Work required
Find each line in the records below that contains the string "grass" and copy those lines in full, in the order they appear.

========================================

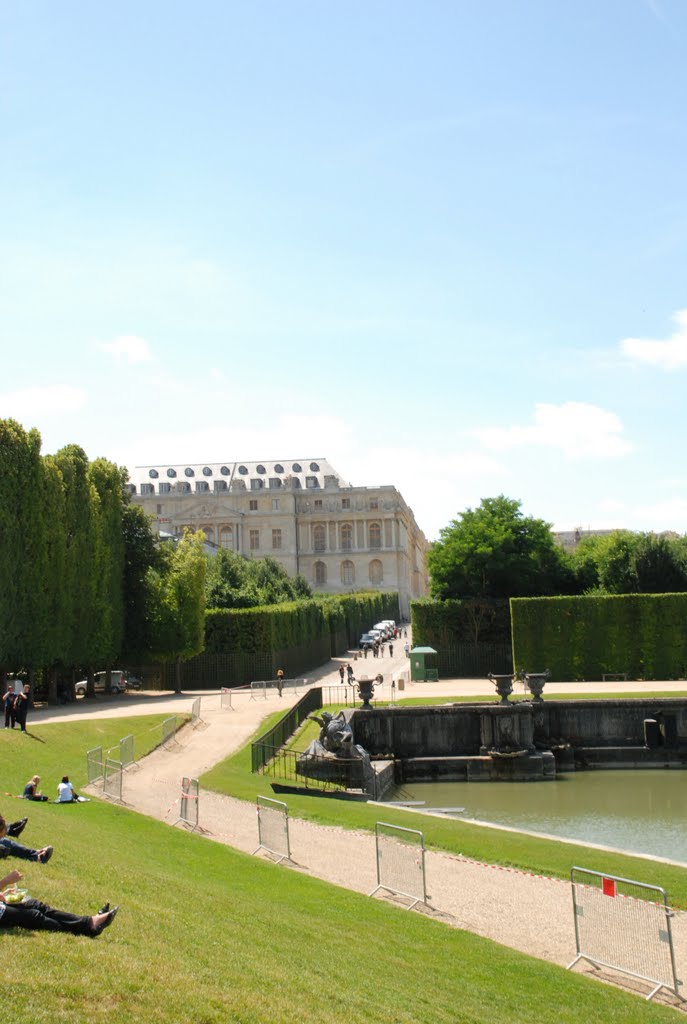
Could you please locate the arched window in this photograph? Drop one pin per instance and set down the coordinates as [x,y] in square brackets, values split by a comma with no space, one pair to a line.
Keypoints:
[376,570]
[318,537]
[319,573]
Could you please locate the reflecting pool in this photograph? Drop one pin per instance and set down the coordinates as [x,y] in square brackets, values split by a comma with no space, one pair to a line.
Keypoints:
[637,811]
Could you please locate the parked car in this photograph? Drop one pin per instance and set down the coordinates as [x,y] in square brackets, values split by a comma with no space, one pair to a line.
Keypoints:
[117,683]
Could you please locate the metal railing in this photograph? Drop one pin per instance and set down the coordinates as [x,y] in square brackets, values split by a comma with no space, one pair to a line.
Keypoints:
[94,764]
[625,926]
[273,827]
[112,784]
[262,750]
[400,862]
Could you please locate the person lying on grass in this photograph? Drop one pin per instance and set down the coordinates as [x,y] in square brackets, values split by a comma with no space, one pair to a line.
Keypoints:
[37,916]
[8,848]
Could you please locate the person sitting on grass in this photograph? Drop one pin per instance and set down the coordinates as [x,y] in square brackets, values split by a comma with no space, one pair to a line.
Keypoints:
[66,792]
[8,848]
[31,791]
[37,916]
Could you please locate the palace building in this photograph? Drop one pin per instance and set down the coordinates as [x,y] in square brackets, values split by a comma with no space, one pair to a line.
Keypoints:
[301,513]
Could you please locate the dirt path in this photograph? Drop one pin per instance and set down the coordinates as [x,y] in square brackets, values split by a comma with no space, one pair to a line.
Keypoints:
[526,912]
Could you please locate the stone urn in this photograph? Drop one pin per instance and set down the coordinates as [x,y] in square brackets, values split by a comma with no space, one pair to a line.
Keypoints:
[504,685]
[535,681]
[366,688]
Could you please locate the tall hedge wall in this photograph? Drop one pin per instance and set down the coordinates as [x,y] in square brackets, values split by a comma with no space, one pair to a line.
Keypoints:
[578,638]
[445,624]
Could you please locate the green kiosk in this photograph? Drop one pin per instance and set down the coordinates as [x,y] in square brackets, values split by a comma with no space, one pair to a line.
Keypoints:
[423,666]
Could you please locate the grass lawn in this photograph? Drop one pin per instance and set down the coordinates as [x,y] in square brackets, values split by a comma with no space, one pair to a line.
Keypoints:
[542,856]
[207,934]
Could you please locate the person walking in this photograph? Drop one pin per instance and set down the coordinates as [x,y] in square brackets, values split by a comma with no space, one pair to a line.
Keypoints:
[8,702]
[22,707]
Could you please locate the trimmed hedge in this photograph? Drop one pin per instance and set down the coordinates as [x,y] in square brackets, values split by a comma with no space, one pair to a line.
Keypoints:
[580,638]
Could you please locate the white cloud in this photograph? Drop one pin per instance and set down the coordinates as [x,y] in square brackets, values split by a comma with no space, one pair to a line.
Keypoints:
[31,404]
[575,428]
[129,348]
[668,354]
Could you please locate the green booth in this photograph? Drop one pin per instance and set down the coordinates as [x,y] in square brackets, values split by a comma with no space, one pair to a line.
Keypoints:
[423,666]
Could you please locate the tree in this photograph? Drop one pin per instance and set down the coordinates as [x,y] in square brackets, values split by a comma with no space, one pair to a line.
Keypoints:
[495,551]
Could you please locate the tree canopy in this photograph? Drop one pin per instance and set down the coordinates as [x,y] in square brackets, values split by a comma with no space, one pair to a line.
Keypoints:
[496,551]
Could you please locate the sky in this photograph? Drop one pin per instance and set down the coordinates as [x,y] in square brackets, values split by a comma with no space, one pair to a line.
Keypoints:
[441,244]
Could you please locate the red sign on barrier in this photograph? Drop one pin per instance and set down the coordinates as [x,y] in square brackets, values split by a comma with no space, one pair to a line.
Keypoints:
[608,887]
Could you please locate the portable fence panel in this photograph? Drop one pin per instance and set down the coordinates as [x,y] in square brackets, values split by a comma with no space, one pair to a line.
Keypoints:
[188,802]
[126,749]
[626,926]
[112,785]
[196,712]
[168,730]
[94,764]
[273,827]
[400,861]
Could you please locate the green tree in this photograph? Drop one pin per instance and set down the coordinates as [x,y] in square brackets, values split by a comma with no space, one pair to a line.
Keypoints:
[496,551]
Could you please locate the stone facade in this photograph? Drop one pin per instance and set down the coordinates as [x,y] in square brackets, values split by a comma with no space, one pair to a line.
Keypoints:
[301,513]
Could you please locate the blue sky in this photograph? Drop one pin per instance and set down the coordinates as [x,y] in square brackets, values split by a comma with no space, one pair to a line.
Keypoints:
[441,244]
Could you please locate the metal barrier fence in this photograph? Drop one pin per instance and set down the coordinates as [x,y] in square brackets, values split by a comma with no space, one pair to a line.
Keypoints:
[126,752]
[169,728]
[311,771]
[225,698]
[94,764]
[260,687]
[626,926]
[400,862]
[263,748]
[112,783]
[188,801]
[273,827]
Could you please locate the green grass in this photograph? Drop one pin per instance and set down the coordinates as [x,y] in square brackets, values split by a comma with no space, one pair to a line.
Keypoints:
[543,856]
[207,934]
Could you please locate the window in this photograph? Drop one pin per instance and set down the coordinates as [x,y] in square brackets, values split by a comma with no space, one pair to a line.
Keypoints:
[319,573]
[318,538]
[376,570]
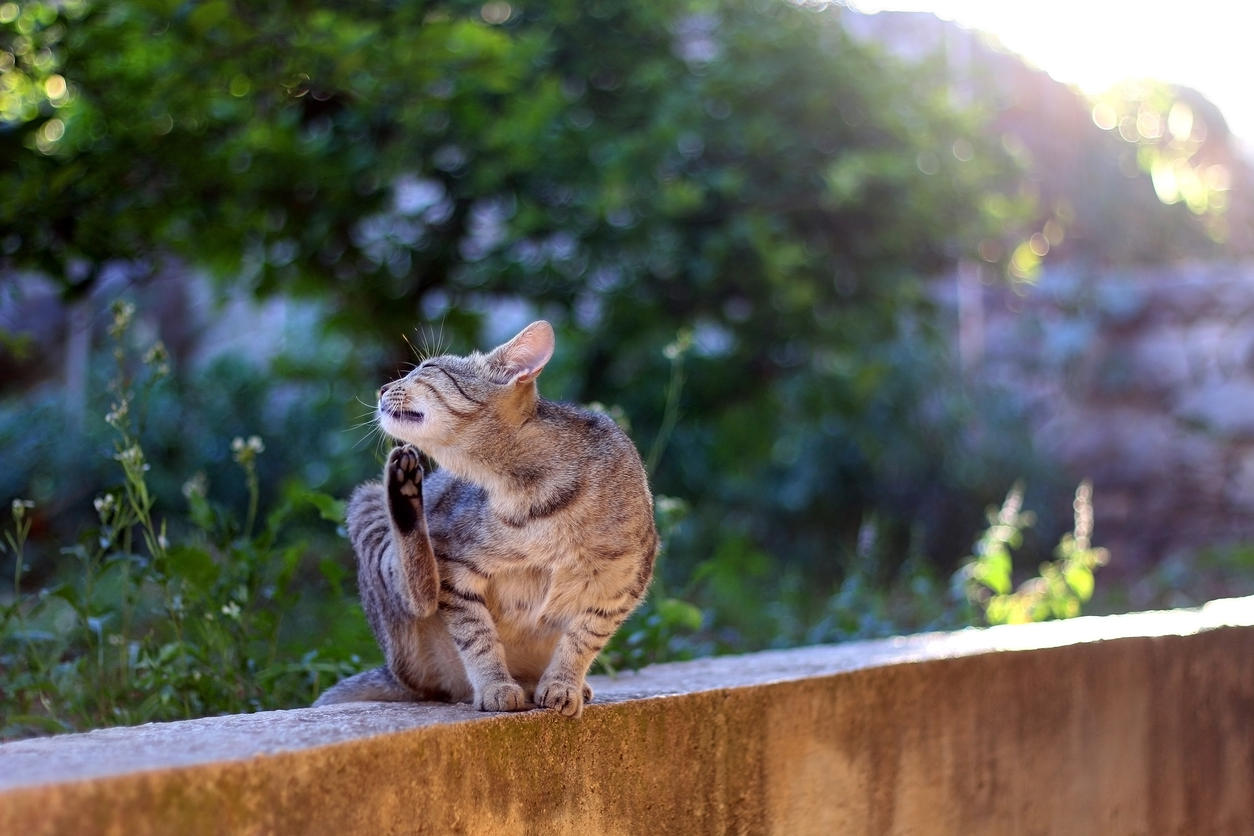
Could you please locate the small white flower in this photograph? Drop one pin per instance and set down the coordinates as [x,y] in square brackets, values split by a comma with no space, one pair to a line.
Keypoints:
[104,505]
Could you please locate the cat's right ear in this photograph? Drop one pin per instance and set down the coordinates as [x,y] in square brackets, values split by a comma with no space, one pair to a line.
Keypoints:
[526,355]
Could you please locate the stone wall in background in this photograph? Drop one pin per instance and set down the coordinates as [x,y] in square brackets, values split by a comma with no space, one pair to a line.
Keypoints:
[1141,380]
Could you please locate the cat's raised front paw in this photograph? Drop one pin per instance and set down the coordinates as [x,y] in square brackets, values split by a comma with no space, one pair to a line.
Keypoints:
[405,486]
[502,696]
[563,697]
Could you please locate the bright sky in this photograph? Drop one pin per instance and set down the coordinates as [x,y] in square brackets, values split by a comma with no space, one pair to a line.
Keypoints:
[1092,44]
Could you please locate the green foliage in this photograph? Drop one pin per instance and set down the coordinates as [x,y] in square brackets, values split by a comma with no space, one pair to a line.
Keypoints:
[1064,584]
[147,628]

========================================

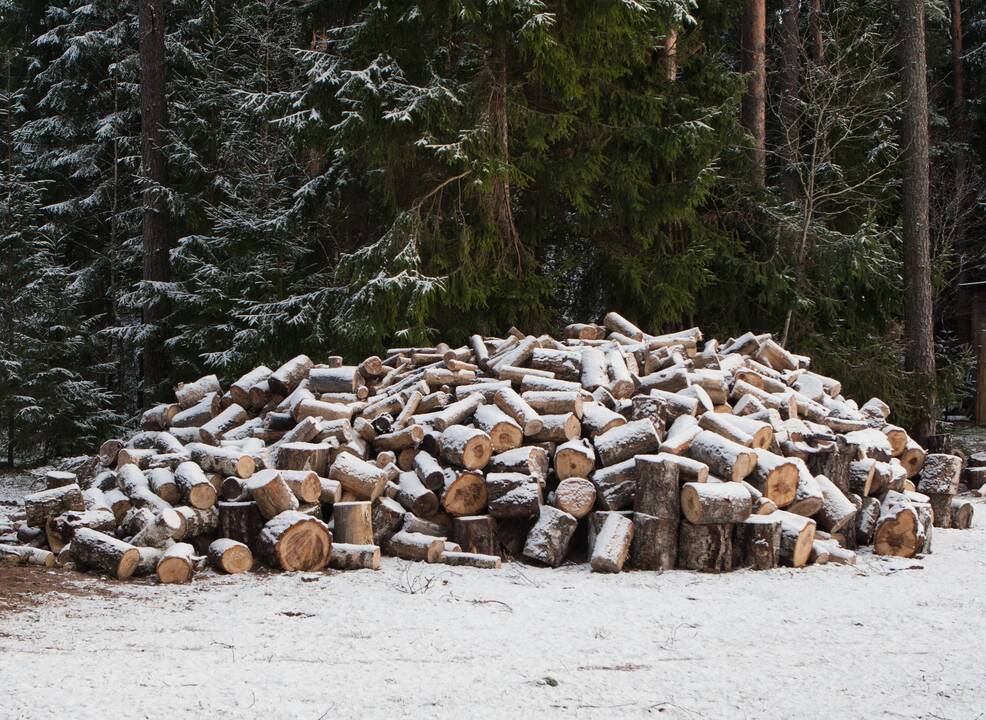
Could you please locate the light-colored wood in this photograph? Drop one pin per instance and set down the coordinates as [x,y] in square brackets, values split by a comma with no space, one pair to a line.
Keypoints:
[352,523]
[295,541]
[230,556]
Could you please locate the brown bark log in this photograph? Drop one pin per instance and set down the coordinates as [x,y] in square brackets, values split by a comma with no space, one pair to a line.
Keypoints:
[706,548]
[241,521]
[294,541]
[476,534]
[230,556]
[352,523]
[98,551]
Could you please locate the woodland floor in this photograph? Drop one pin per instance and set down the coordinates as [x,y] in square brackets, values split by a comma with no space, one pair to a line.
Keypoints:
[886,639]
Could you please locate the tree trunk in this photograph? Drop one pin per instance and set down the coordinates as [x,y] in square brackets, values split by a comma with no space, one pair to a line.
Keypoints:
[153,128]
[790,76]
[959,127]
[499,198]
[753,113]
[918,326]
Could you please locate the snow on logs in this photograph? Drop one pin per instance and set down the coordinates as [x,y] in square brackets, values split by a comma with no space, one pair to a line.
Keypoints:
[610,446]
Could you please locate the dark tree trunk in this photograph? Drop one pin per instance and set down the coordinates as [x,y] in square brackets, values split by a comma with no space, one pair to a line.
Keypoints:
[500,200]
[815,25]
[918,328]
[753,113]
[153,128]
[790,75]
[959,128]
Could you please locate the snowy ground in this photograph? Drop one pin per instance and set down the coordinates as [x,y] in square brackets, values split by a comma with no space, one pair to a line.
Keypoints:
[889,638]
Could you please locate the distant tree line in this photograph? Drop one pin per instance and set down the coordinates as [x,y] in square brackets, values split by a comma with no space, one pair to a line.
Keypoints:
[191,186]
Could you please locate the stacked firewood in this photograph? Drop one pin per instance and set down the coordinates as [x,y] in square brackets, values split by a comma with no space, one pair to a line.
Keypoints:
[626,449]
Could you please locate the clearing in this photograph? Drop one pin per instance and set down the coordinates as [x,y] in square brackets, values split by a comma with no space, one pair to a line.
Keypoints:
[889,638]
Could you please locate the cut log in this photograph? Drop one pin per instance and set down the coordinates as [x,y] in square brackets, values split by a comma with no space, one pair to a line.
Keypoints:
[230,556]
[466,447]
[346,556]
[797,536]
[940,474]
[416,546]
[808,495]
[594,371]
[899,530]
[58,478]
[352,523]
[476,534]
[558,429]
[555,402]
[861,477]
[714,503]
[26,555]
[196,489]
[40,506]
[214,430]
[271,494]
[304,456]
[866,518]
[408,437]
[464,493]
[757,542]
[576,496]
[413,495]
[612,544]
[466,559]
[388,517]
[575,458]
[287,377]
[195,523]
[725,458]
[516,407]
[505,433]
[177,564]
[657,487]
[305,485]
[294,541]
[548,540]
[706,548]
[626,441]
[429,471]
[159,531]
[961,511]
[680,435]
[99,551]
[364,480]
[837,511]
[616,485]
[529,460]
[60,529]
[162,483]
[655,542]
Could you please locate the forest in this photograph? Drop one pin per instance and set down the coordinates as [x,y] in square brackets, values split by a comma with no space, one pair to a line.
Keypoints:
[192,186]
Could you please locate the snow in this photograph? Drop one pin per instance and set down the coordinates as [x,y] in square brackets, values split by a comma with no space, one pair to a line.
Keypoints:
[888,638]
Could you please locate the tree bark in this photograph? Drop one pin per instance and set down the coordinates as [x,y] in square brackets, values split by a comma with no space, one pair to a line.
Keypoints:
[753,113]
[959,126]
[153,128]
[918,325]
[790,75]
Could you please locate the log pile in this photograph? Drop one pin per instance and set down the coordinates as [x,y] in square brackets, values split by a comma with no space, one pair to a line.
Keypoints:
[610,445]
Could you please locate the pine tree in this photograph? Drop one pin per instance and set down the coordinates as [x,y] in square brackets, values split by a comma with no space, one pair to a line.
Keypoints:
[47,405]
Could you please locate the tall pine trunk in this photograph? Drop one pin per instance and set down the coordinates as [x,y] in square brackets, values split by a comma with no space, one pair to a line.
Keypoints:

========================================

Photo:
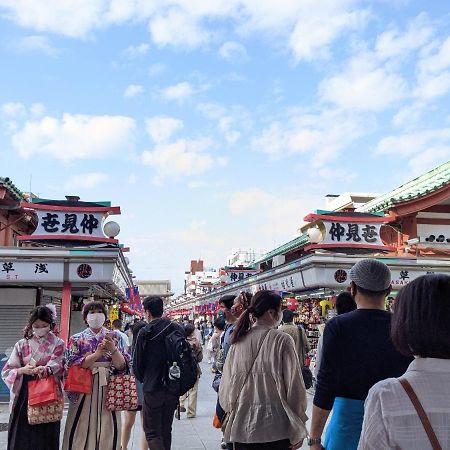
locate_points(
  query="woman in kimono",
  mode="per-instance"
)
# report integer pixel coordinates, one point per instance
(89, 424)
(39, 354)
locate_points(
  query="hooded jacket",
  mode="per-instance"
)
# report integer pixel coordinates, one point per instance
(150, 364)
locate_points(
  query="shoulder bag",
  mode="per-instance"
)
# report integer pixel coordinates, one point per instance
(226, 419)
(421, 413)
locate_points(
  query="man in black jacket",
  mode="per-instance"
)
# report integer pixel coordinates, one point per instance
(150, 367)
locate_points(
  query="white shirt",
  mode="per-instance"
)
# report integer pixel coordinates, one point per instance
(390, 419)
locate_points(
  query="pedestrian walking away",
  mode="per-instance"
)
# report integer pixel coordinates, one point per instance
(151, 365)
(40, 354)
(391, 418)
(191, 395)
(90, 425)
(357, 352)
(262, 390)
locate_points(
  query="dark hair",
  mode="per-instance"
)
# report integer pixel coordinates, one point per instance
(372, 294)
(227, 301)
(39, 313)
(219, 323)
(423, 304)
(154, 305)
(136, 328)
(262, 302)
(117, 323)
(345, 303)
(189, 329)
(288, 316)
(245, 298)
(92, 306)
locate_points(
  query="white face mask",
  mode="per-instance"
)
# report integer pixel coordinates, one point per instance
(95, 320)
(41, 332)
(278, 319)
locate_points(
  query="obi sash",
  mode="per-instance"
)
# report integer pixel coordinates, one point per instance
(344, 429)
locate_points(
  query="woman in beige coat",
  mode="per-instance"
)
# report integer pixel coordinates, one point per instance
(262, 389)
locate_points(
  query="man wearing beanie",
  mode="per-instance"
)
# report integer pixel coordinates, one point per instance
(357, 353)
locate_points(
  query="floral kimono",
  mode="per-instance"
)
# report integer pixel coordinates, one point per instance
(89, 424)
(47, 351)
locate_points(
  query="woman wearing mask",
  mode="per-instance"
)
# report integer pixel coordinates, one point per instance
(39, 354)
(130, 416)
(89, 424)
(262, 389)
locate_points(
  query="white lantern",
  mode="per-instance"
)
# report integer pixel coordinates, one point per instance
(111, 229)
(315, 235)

========================================

Complete answer
Could you please locate the person lying on grass in this photograph? Drop one pin per instance and set down the coordinates as [x,y] in square brackets, values split by a comma with no space, one pair to a line.
Could you please locate the person sitting on grass in this photograph? Drop one pin per instance and set down the coordinates as [x,y] in square brackets, values split by a comma with no space, one pair to a line.
Could you please locate the grass lawn in this photograph? Drop one pin per instance and set down the coordinates as [x,y] in square brackets, values split by a comma with no space, one pair to a line.
Could you please locate the green grass in this photograph? Drop one pin per instance and set down the coordinates as [x,y] in square brackets, values split by a comma with no space, one pair to a line.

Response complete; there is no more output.